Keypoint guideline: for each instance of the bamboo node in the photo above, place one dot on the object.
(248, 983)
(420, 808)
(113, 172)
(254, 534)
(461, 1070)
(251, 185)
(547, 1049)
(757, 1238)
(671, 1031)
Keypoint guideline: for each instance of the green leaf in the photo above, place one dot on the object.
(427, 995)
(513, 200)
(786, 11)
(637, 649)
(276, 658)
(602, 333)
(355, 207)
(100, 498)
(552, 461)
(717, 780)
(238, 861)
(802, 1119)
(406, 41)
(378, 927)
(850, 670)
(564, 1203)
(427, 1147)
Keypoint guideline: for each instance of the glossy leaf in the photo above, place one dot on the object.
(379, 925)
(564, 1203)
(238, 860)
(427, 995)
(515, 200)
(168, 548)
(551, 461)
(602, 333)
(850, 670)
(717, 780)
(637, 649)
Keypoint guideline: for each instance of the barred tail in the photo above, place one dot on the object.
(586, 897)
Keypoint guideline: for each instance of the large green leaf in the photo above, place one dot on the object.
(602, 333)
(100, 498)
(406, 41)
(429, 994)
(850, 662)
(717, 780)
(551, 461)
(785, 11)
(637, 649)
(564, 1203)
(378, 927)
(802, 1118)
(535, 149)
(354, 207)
::::::::::
* **WHAT TO WORK ON**
The material above must be returned in full, exactly as written.

* **SOLUTION TO THE PROBLEM**
Keypoint guideline: for each instance of the bamboo node in the photo above, place one dot on the object.
(248, 983)
(420, 808)
(113, 172)
(254, 534)
(461, 1070)
(251, 185)
(547, 1049)
(757, 1238)
(671, 1031)
Keypoint guideline: for each instance of the green leaf in the photo above, place one dot on the object.
(427, 995)
(513, 200)
(786, 11)
(637, 649)
(276, 658)
(602, 333)
(355, 207)
(100, 498)
(552, 461)
(717, 780)
(238, 861)
(802, 1119)
(406, 41)
(378, 927)
(850, 670)
(564, 1203)
(427, 1147)
Keypoint guideline: for each instance of the glossy leaf in the photo above, place one dot on the object.
(379, 925)
(564, 1203)
(238, 860)
(427, 995)
(515, 200)
(168, 548)
(551, 461)
(602, 333)
(850, 670)
(717, 780)
(637, 649)
Keypoint guideline: for each instance of the barred tail in the photo above, place one dot on the object.
(586, 897)
Keypoint guideline: for each instance of the large green leaf in the photo above, place one dot on the object.
(602, 333)
(100, 498)
(406, 41)
(429, 994)
(850, 662)
(717, 780)
(551, 461)
(785, 11)
(637, 649)
(564, 1203)
(378, 927)
(802, 1118)
(535, 149)
(354, 207)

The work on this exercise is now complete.